Given data:
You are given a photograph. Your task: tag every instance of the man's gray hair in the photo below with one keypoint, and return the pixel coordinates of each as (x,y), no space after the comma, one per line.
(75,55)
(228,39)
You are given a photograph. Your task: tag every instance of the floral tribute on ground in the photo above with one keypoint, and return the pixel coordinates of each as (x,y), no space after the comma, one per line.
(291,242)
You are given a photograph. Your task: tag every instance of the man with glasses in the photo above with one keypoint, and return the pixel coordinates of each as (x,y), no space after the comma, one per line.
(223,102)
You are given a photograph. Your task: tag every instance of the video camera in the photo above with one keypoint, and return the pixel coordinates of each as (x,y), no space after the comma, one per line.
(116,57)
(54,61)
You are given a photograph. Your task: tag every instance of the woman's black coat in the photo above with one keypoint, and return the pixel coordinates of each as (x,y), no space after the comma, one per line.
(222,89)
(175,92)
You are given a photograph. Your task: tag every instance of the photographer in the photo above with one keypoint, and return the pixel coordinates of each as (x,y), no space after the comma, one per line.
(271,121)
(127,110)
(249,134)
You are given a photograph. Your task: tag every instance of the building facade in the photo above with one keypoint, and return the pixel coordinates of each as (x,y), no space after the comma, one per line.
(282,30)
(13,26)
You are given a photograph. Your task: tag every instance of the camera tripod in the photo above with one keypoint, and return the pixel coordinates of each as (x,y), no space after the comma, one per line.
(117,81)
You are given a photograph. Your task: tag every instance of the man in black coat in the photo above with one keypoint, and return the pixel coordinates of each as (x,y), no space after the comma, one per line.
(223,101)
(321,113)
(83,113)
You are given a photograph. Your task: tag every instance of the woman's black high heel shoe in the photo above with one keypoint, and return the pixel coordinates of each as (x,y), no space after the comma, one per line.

Exercise requirements: Could you retype the whole listing above without altering a word?

Written solution:
You are given a photograph. Your task: tag every instance of the man's gray hair in the photo below with one keypoint, and return the pixel coordinates of each as (x,y), no space after the comma, one per line.
(75,55)
(228,39)
You are given a photograph. Your task: tag every instance of the floral tribute on ground in the photo above with one keypoint, and return the pixel coordinates of each as (x,y), no space after the comma, one per line.
(291,242)
You are given a photograph. Your task: tag every instance of the man with glasses in the photo above with one keypoint, and return the pixel coordinates of each as (x,y), no space after the comma, one per line.
(223,102)
You are given a photograph. Your task: tag every instance of the video camera in the photo above with one keypoint, and return the pixel coordinates of each as (x,y), no space after the comma, one per line.
(116,57)
(54,61)
You are given a photograph. Your task: tag every instance of the woman's black coat in the photo above with one keypoint, and return the pixel coordinates of each as (x,y), no space after the comma, one per line.
(222,89)
(175,92)
You are given a photograph. Your task: tag every instance of the photographer in the photo above with one keypoint, and return the pixel coordinates of each as (x,y), no space after the comma, one per line.
(271,121)
(127,110)
(249,134)
You are given a photograph. Your task: tag every instance of the building facade in the photo above with one keypoint, and return the pixel coordinates of each as (x,y), no space after the comma, one per line.
(282,30)
(13,26)
You are given a photograph. Your task: tag every instance of the camera tripod in the photo above with one keypoint, and return the pixel coordinates of each as (x,y), no space after the comma, one per line.
(117,81)
You are given a photograph. Your task: tag every instance of the man in black coat in the photo above with one keypoint, and return the pixel coordinates of each as (x,y), no space after the comma, one per line.
(223,101)
(321,113)
(83,113)
You are given a photograph. Your task: tag every instance of the woman's black high heel shoe in the photo above with one keypoint, and return the pixel coordinates of each as (x,y), no space after the comma, one per line.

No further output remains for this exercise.